WHAT THIS EXERCISE ASKS:
**a.** Copy out the passage of the article on AI-generated forgeries from "This is what" to "to generate something?".
**b.** According to the article on AI-generated forgeries, why is the problem limited to image generation instead of audio or video? Answer in one to three sentences.

EXCERPTED PASSAGE:
-.-.-

Using AI To Turn Your Face Into A Continuum Of Nightmares

Nhoral
8 min readFeb 15, 2019

--

This is what I imagine my first Kill-bot will see

In my previous articles, I’ve focused on building AI classifiers. That’s cool and all, but what if we want to use AI to generate something?

Disclaimer: This article mostly covers the output of my model and evaluation of the results. If you want to check out the code, there is a link at the bottom of the article.

Let’s build a model that can generate a fake. Not just any fake, but one so good that even an expert can’t tell the difference. We can simplify our problem by focusing on image generation (as opposed to audio or video).

What Is A Fake?

Now you might be thinking, “Copying a picture is easy, what’s impressive about an AI doing it?”

We aren’t going to make a copy. We are going to make something much more interesting — a Forgery. An image indistinguishable from a set of real ones but unique at the same time. We will learn how to change something in realistic ways.

Our problem is subtly different from duplication and to solve it we will use two models working in tandem.

-.-.-

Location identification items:
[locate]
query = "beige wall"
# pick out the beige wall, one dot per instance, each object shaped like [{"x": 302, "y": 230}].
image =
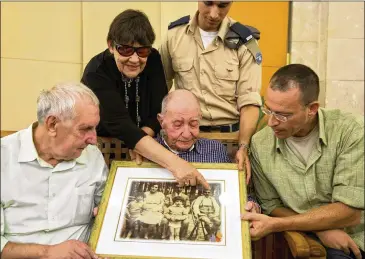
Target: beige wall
[
  {"x": 329, "y": 37},
  {"x": 46, "y": 43}
]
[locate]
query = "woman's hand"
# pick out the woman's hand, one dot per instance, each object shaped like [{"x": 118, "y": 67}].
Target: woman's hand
[{"x": 243, "y": 162}]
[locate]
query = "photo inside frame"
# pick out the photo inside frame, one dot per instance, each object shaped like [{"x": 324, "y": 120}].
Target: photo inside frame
[{"x": 162, "y": 211}]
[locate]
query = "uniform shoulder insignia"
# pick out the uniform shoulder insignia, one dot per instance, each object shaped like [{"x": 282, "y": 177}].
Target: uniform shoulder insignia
[
  {"x": 180, "y": 21},
  {"x": 239, "y": 34}
]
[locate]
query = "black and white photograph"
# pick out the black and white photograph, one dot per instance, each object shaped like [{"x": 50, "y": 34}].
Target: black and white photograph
[{"x": 164, "y": 211}]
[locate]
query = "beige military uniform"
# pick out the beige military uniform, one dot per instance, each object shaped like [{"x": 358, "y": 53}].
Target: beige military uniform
[{"x": 223, "y": 79}]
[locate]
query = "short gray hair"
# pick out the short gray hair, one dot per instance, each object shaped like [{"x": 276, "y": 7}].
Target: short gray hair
[
  {"x": 60, "y": 100},
  {"x": 170, "y": 95}
]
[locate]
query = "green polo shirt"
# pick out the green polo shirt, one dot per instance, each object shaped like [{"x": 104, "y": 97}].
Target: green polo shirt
[{"x": 334, "y": 172}]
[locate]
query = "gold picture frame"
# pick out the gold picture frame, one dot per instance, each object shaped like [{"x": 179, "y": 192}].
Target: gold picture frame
[{"x": 97, "y": 235}]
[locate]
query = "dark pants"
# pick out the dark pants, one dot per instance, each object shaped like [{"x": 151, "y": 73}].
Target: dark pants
[{"x": 336, "y": 253}]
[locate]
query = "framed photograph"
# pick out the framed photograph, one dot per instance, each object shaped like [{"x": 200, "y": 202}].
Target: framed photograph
[{"x": 145, "y": 214}]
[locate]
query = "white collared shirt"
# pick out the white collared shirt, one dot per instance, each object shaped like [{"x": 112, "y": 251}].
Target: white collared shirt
[
  {"x": 175, "y": 151},
  {"x": 44, "y": 204}
]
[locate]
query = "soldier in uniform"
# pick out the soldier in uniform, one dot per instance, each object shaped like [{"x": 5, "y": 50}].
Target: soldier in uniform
[{"x": 218, "y": 59}]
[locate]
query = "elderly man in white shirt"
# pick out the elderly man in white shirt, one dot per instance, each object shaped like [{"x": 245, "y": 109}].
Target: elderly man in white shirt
[{"x": 53, "y": 177}]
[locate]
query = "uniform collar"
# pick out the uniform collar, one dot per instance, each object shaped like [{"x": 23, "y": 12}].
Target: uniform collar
[
  {"x": 28, "y": 151},
  {"x": 223, "y": 29},
  {"x": 322, "y": 132}
]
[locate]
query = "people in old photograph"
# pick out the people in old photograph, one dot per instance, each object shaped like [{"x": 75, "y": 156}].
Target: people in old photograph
[
  {"x": 207, "y": 210},
  {"x": 166, "y": 211}
]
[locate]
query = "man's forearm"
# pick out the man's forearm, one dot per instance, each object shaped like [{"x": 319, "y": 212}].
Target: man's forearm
[
  {"x": 248, "y": 120},
  {"x": 153, "y": 151},
  {"x": 148, "y": 131},
  {"x": 24, "y": 251},
  {"x": 332, "y": 216},
  {"x": 283, "y": 212}
]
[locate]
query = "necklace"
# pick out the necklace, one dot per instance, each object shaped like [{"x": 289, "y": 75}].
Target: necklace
[{"x": 127, "y": 85}]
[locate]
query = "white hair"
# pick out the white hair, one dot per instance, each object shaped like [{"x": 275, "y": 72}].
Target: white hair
[{"x": 61, "y": 99}]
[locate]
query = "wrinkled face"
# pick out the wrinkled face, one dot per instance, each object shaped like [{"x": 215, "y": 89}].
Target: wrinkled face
[
  {"x": 154, "y": 189},
  {"x": 72, "y": 136},
  {"x": 181, "y": 126},
  {"x": 130, "y": 66},
  {"x": 289, "y": 105},
  {"x": 212, "y": 13}
]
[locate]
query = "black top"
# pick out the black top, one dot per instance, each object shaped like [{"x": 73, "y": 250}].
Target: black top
[{"x": 103, "y": 77}]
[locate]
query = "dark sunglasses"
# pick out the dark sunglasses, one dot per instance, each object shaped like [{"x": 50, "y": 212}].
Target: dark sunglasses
[{"x": 127, "y": 51}]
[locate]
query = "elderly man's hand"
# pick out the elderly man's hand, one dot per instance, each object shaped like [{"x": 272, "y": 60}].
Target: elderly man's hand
[
  {"x": 186, "y": 174},
  {"x": 243, "y": 162},
  {"x": 260, "y": 224},
  {"x": 339, "y": 239}
]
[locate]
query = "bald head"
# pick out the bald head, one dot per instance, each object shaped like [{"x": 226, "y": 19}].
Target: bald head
[
  {"x": 179, "y": 118},
  {"x": 180, "y": 99}
]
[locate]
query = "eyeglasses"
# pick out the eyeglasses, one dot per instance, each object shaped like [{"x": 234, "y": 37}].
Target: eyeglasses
[
  {"x": 127, "y": 51},
  {"x": 279, "y": 117}
]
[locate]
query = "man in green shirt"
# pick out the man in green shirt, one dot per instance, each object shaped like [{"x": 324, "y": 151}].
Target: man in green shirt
[{"x": 308, "y": 166}]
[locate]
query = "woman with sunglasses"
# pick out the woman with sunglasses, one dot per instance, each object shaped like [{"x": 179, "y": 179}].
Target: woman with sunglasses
[{"x": 129, "y": 81}]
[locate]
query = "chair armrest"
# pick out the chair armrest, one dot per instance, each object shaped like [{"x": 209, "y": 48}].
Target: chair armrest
[
  {"x": 298, "y": 244},
  {"x": 316, "y": 248}
]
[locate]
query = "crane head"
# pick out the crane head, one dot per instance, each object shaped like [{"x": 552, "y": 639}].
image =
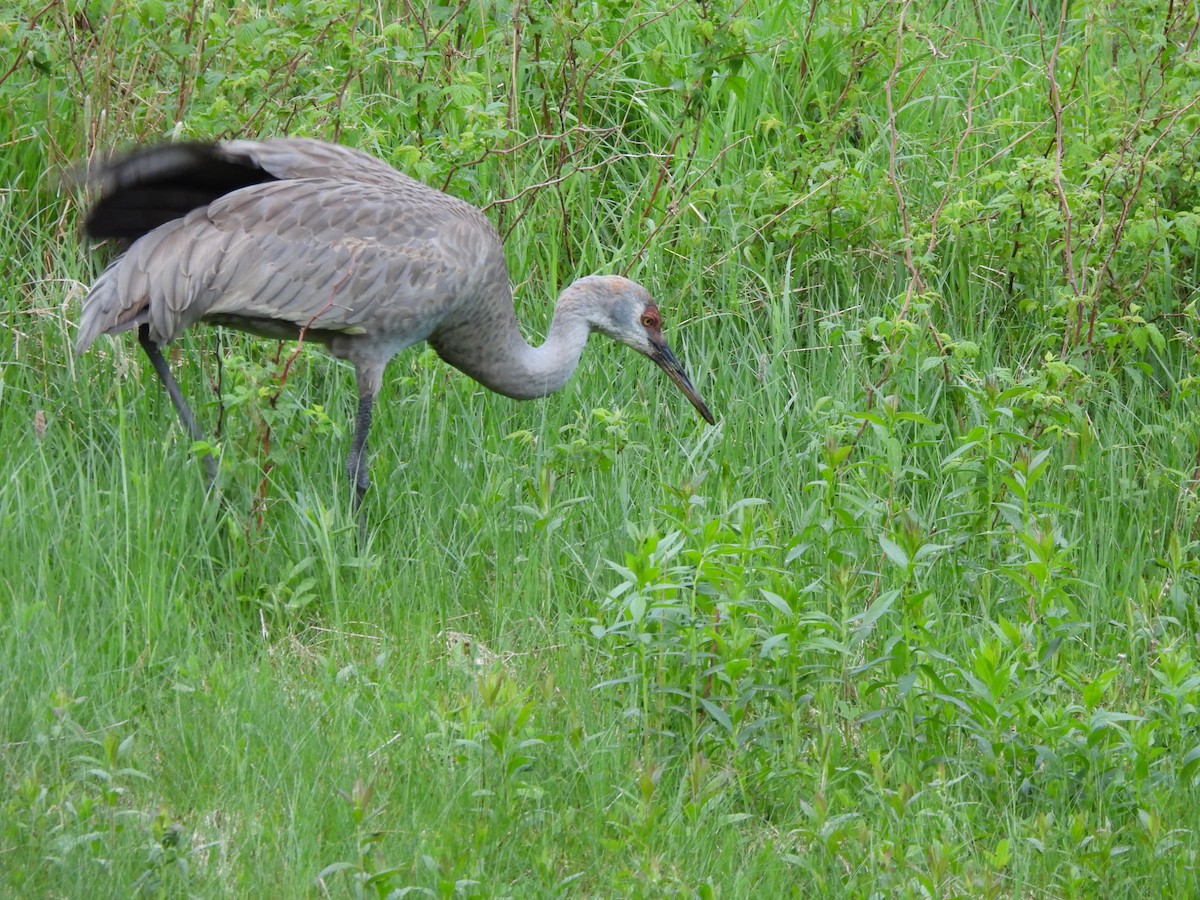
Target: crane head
[{"x": 633, "y": 319}]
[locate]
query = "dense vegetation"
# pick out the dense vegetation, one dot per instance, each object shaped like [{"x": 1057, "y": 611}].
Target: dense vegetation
[{"x": 918, "y": 617}]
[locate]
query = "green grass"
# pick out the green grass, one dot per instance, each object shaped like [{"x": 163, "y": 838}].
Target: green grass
[{"x": 917, "y": 618}]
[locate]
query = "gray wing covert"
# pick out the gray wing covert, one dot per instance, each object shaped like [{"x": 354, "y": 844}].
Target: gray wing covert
[{"x": 315, "y": 253}]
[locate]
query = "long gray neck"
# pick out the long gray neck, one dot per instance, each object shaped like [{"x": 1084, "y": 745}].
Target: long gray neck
[{"x": 496, "y": 355}]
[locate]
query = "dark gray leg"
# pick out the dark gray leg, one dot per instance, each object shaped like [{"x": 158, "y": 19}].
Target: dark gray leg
[
  {"x": 357, "y": 462},
  {"x": 177, "y": 396}
]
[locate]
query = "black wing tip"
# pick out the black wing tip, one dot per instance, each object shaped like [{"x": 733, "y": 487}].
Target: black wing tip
[{"x": 149, "y": 186}]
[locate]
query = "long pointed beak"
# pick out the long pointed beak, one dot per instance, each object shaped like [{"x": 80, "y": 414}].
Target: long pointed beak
[{"x": 667, "y": 363}]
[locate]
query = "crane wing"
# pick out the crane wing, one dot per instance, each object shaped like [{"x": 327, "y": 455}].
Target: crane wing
[{"x": 315, "y": 255}]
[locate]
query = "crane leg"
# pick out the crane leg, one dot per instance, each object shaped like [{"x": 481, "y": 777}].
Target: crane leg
[
  {"x": 357, "y": 462},
  {"x": 177, "y": 396}
]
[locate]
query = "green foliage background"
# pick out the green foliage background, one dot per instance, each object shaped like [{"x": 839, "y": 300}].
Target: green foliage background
[{"x": 918, "y": 617}]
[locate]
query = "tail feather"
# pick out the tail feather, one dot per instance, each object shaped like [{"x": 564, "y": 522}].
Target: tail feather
[
  {"x": 153, "y": 186},
  {"x": 103, "y": 312}
]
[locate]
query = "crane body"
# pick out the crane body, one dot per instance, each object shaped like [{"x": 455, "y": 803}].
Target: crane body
[{"x": 297, "y": 238}]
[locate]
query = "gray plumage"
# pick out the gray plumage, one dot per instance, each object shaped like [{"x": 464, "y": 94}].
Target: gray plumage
[{"x": 293, "y": 237}]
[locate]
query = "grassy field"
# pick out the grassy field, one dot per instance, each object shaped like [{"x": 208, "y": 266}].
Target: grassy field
[{"x": 916, "y": 618}]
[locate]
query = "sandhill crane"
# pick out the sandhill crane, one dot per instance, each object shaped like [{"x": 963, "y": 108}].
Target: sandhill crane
[{"x": 301, "y": 239}]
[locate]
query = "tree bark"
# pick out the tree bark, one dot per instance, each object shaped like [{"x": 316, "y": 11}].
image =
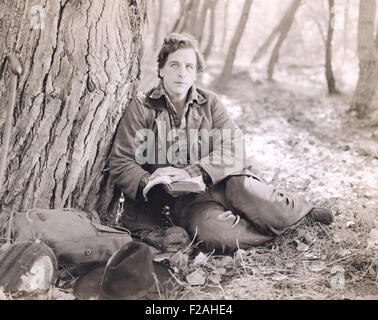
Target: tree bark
[
  {"x": 368, "y": 60},
  {"x": 80, "y": 68},
  {"x": 186, "y": 19},
  {"x": 180, "y": 17},
  {"x": 158, "y": 24},
  {"x": 200, "y": 26},
  {"x": 229, "y": 63},
  {"x": 328, "y": 56},
  {"x": 346, "y": 26},
  {"x": 278, "y": 29},
  {"x": 284, "y": 31},
  {"x": 209, "y": 45},
  {"x": 225, "y": 22}
]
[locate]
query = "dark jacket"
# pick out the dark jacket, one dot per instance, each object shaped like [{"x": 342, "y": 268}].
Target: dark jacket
[{"x": 148, "y": 111}]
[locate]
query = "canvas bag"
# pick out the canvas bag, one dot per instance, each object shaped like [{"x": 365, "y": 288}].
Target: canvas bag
[{"x": 74, "y": 238}]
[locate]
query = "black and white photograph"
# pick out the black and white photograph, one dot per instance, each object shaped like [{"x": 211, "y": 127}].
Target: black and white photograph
[{"x": 188, "y": 153}]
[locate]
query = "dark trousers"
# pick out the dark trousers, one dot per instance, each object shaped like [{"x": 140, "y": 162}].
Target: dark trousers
[{"x": 239, "y": 212}]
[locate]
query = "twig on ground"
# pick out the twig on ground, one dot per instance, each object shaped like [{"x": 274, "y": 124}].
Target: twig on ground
[{"x": 190, "y": 244}]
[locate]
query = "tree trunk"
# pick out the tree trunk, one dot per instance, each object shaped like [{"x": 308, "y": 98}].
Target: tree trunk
[
  {"x": 225, "y": 23},
  {"x": 158, "y": 24},
  {"x": 192, "y": 19},
  {"x": 187, "y": 14},
  {"x": 180, "y": 17},
  {"x": 200, "y": 26},
  {"x": 210, "y": 42},
  {"x": 346, "y": 26},
  {"x": 229, "y": 63},
  {"x": 368, "y": 57},
  {"x": 285, "y": 21},
  {"x": 284, "y": 31},
  {"x": 80, "y": 67},
  {"x": 328, "y": 56}
]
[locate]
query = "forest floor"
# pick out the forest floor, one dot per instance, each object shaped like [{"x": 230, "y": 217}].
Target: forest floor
[{"x": 303, "y": 141}]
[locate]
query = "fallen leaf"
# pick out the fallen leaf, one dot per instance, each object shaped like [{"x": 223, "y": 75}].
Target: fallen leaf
[
  {"x": 2, "y": 294},
  {"x": 226, "y": 262},
  {"x": 310, "y": 256},
  {"x": 215, "y": 278},
  {"x": 290, "y": 265},
  {"x": 58, "y": 294},
  {"x": 220, "y": 271},
  {"x": 317, "y": 266},
  {"x": 200, "y": 259},
  {"x": 279, "y": 277},
  {"x": 344, "y": 252},
  {"x": 196, "y": 278},
  {"x": 160, "y": 257},
  {"x": 373, "y": 238},
  {"x": 301, "y": 246},
  {"x": 179, "y": 260},
  {"x": 349, "y": 223}
]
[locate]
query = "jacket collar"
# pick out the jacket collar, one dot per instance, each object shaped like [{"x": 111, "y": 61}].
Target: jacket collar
[{"x": 193, "y": 95}]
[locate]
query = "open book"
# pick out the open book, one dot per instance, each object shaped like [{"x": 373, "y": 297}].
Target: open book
[{"x": 176, "y": 188}]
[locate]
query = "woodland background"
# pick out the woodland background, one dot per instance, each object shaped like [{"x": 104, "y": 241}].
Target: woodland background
[{"x": 299, "y": 76}]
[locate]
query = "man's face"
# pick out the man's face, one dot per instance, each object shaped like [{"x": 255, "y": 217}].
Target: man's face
[{"x": 179, "y": 73}]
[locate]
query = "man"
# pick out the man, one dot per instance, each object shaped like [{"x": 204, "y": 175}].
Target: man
[{"x": 155, "y": 138}]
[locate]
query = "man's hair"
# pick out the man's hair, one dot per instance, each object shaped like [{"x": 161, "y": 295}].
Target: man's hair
[{"x": 175, "y": 41}]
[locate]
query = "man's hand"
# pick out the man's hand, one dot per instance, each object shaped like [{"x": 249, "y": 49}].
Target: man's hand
[{"x": 174, "y": 173}]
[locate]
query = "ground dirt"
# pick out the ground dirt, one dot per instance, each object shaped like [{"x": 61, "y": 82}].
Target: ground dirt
[{"x": 302, "y": 140}]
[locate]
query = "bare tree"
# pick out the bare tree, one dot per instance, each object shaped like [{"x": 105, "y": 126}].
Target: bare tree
[
  {"x": 346, "y": 26},
  {"x": 368, "y": 57},
  {"x": 210, "y": 41},
  {"x": 181, "y": 17},
  {"x": 187, "y": 15},
  {"x": 200, "y": 25},
  {"x": 328, "y": 56},
  {"x": 225, "y": 22},
  {"x": 80, "y": 62},
  {"x": 229, "y": 63},
  {"x": 284, "y": 31},
  {"x": 283, "y": 25},
  {"x": 157, "y": 28}
]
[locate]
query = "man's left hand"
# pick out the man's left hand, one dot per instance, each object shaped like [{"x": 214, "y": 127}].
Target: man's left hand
[{"x": 174, "y": 173}]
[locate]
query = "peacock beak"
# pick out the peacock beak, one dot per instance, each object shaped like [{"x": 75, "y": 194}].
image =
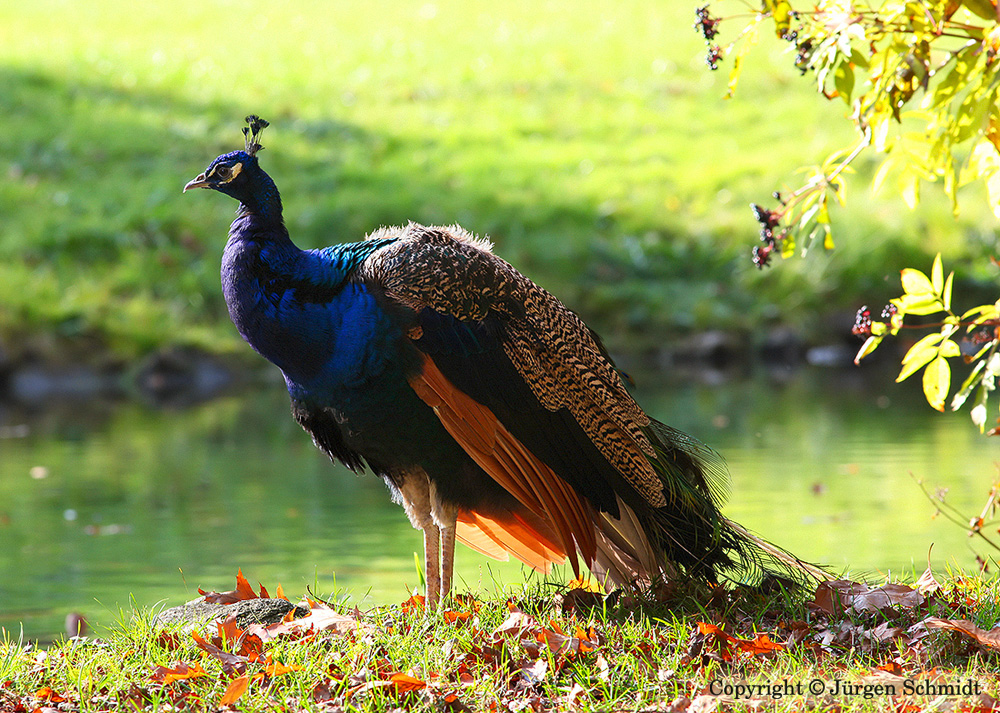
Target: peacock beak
[{"x": 199, "y": 182}]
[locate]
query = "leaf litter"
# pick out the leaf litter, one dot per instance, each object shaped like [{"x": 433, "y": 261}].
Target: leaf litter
[{"x": 559, "y": 660}]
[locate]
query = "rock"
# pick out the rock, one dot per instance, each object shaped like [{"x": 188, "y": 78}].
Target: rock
[
  {"x": 39, "y": 383},
  {"x": 181, "y": 377},
  {"x": 198, "y": 613}
]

-.-.-

SOLUTIONS TO EACH TASK:
**a.**
This is what I imagine my first Kill-bot will see

In my previous articles, I’ve focused on building AI classifiers. That’s cool and all, but what if we want to use AI to generate something?

**b.** Focusing on image generation simplifies the problem. The goal is to build a model that generates a fake so good that even an expert can't tell the difference.